REQUIREMENT:
Reproduce word for word the stretch of the records below, from the line containing "Task: If you could identify the window" through the last line of the records.

DATA ENTRIES:
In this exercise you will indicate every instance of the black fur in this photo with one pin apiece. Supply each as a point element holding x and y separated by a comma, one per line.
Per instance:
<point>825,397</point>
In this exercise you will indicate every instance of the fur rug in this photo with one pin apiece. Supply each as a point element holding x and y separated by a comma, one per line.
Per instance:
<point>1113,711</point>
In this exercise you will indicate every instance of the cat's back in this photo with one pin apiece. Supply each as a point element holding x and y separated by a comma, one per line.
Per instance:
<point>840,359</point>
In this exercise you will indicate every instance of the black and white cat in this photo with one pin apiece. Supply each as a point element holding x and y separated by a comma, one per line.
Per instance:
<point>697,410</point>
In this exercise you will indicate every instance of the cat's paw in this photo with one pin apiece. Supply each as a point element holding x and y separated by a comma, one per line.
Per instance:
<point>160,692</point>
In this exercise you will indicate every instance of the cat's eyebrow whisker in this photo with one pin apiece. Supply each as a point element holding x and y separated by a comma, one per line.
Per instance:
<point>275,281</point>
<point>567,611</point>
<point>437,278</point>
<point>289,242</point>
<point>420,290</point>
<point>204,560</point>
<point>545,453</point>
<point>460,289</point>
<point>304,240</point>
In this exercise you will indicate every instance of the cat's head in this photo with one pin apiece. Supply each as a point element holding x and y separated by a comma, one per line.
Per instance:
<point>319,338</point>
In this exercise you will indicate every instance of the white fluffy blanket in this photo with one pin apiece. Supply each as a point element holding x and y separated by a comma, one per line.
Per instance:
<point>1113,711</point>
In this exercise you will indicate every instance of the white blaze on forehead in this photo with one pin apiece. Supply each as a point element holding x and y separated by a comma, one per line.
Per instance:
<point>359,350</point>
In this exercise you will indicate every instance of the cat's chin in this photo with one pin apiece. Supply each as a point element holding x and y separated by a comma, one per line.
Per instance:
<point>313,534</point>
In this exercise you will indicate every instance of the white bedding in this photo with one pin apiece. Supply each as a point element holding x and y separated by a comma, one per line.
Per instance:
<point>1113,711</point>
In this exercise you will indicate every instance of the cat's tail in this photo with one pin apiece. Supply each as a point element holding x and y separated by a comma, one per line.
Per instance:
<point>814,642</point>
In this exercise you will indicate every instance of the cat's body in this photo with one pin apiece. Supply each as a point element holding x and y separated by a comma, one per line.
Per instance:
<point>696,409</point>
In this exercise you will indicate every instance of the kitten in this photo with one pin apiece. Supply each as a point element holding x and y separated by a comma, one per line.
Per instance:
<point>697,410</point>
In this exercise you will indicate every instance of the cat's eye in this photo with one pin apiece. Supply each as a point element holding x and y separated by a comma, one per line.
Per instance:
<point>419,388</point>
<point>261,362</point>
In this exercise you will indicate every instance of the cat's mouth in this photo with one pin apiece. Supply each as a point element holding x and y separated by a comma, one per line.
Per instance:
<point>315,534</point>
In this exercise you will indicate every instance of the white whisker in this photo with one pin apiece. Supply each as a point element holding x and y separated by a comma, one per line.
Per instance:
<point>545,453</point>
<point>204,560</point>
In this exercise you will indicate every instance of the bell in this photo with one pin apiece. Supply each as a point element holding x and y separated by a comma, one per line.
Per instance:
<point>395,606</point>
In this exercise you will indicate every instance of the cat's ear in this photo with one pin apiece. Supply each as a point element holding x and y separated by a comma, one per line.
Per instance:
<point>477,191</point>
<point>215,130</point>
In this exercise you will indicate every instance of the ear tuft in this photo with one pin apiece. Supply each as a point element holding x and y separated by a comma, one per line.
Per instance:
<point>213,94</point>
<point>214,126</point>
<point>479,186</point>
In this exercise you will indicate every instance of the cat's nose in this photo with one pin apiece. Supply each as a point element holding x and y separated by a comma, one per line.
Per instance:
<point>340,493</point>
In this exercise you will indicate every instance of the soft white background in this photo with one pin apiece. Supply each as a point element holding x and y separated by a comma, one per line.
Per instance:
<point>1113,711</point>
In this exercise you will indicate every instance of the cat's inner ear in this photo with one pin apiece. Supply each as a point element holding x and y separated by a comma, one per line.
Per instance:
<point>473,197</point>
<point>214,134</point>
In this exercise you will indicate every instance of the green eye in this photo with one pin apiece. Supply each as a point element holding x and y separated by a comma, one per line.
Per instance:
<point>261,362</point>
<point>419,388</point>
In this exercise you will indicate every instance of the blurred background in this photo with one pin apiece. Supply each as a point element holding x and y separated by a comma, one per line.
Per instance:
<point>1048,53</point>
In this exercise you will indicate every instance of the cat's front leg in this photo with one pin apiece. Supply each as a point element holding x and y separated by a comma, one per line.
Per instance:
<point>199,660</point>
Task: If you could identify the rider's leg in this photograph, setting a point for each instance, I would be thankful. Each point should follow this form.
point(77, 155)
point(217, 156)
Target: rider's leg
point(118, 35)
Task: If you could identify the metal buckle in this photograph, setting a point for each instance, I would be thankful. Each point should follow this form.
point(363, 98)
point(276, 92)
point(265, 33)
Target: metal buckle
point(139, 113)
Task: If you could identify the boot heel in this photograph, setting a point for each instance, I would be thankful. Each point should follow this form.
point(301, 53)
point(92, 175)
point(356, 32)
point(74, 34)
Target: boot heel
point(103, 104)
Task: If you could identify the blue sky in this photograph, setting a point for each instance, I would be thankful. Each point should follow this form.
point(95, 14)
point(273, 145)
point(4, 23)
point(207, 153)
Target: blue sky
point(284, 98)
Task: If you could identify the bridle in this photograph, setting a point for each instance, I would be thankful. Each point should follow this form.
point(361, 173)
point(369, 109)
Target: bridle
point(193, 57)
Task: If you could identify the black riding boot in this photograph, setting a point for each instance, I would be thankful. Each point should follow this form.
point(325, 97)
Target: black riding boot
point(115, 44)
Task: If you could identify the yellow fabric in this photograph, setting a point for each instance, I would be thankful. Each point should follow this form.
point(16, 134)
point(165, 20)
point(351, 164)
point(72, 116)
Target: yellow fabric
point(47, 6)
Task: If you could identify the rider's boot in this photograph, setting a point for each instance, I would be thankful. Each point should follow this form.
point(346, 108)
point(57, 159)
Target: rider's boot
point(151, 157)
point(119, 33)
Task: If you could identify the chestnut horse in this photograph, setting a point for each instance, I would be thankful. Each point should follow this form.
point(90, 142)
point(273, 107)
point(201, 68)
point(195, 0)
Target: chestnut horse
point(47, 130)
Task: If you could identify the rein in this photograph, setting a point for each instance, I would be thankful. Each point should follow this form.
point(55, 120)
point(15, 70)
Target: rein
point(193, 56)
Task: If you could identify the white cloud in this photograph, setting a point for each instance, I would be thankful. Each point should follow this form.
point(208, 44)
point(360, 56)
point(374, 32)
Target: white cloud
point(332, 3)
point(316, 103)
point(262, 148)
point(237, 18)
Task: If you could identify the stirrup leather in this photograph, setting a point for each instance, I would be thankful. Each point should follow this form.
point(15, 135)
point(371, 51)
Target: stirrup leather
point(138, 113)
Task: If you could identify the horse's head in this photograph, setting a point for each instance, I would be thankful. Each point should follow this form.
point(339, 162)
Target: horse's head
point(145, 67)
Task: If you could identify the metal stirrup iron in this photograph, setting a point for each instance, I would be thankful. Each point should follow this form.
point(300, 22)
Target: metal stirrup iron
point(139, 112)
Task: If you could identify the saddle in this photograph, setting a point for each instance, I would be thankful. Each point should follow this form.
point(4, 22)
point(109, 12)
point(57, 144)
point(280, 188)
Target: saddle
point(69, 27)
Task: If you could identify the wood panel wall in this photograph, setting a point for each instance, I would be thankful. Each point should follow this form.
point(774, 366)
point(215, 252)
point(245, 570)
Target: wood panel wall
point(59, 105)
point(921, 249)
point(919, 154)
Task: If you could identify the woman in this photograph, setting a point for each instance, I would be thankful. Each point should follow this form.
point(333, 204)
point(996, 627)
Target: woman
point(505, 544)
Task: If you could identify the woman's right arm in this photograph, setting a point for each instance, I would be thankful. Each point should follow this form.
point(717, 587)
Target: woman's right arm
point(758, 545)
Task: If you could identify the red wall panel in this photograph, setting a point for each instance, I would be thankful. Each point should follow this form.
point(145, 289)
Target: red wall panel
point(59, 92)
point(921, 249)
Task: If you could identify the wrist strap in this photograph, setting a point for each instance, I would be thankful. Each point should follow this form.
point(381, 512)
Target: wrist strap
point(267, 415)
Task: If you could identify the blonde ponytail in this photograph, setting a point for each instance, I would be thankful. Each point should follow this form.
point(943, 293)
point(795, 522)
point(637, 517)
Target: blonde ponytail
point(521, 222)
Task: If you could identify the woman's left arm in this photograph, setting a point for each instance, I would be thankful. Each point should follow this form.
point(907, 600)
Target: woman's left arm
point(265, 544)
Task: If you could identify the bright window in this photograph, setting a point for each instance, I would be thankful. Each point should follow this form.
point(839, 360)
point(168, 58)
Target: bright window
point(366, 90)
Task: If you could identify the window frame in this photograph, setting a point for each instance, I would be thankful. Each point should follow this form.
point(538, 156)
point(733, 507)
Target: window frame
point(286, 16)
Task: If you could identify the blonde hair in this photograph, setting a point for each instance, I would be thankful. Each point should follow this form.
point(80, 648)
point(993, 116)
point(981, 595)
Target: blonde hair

RESPONSE BELOW:
Task: If you could identify the window frame in this photograph, setting a point for each instance, I would be thankful. Each point should follow this form.
point(538, 156)
point(733, 507)
Target: window frame
point(286, 16)
Task: If you could identify the blonde hair in this photograph, setting a point for each instance, I would be thankful. Each point should follow this form.
point(80, 648)
point(993, 116)
point(981, 595)
Target: blonde hair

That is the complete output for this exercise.